*** ТЕКСТОВЫЙ БЛОК

Ходынская оплошность
Ходынская оплошность
Между тем войско самозванца, не встречая почти нигде серьезного сопротивления, захватило Борисов, Можайск и Звенигород; самоуверенные поляки уже видели себя хозяевами столицы и выбирали место для лагеря. Первоначально «второлживый Дмитрий» собирался стать в селе Тушино, что на Волоколамской дороге, между реками Москвой и Сходней. Однако частые нападения отрядов царского войска из Москвы заставили его перейти восточнее, к Ростокину, но и здесь воеводы не оставляли поляков в покое, оба войска опять «об Яузу травились»…
Наконец самозванец облюбовал для стоянки село Тайнинское у дороги в Троицкий монастырь. Выбирая северо-восток, он рассчитывал перекрыть дороги, по которым в столицу привозили продовольствие, — как видим, замысел самозванца мало чем отличался от плана Болотникова, также пытавшего «обсесть» дороги вокруг Москвы; вполне возможно, он и был подсказан «царику» кем-то из спасшихся болотниковцев. Но подобно тому как в 1606 году Скопин-Шуйский не дал мятежникам захватить Красное село и оседлать дороги на северо-востоке, не удался этот маневр и в 1608 году: «В Тонинском бысть от московских людей утеснение на дорогах, и начаша многих побивати и з запасы к нему не пропущаху. Он же видя над собою тесноту, поиде ис Тонинсково назад в Тушино»[310].

******
*** СПИСОК ДАННЫХ

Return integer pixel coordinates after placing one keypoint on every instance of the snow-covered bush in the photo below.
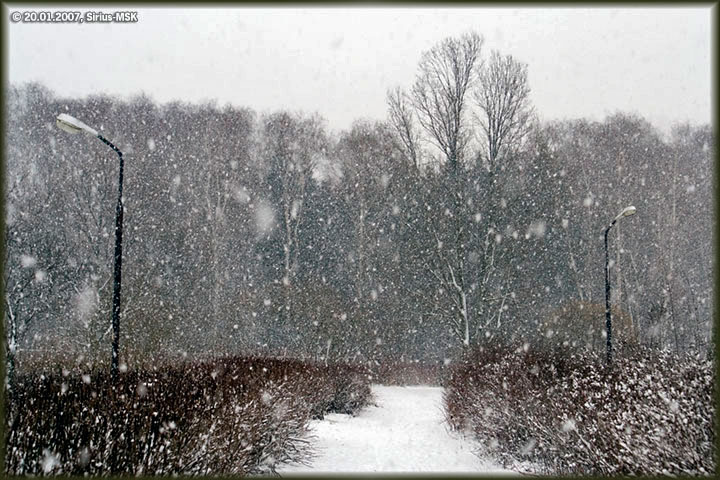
(225, 416)
(650, 413)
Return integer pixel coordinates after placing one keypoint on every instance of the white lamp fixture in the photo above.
(72, 125)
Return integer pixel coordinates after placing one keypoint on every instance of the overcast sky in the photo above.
(340, 61)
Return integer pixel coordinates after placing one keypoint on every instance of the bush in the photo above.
(407, 373)
(648, 414)
(226, 416)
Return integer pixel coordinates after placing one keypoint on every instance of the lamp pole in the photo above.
(73, 125)
(608, 318)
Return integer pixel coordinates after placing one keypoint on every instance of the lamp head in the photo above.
(72, 125)
(626, 212)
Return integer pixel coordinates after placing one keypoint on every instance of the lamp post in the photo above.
(73, 125)
(627, 211)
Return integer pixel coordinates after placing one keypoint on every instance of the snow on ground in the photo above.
(404, 432)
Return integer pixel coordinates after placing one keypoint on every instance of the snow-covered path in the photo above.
(405, 432)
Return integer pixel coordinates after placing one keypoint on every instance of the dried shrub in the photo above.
(408, 373)
(650, 413)
(238, 415)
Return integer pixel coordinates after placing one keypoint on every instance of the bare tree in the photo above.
(402, 121)
(503, 96)
(439, 94)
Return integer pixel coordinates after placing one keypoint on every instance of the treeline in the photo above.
(461, 220)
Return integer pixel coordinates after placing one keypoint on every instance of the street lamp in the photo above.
(627, 211)
(73, 125)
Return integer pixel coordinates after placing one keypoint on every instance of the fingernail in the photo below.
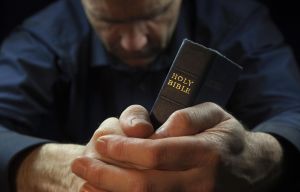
(78, 168)
(87, 188)
(135, 121)
(101, 146)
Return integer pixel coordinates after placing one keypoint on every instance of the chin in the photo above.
(142, 62)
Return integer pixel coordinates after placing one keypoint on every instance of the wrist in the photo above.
(47, 168)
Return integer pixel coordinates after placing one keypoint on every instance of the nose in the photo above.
(134, 38)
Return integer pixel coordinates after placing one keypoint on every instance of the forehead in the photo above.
(120, 9)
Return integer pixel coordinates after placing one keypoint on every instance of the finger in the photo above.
(135, 122)
(109, 126)
(110, 178)
(173, 153)
(192, 120)
(90, 188)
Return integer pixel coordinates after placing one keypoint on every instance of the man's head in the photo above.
(135, 31)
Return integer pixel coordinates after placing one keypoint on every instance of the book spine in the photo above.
(198, 74)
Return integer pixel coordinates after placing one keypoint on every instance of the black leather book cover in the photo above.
(198, 74)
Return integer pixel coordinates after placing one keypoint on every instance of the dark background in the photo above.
(283, 12)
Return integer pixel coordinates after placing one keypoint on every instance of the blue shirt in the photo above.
(57, 82)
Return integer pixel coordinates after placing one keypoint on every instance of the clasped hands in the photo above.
(200, 148)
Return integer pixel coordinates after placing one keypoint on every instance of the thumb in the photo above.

******

Согласуются ли с текстом «Ходынская оплошность» утверждения (а) «Сначала самозванец собирался встать лагерем в селе Тушино», (б) «При захвате Можайска войско самозванца встретило серьезное сопротивление» и (в) «Село Тайнинское находилось у дороги в Троицкий монастырь»? На каждое ответьте «да» или «нет» и дословно приведите решающие слова текста.

* [РЕШЕНИЕ]
(а) Да: «Первоначально «второлживый Дмитрий» собирался стать в селе Тушино».
(б) Нет: «не встречая почти нигде серьезного сопротивления, захватило Борисов, Можайск и Звенигород».
(в) Да: «облюбовал для стоянки село Тайнинское у дороги в Троицкий монастырь».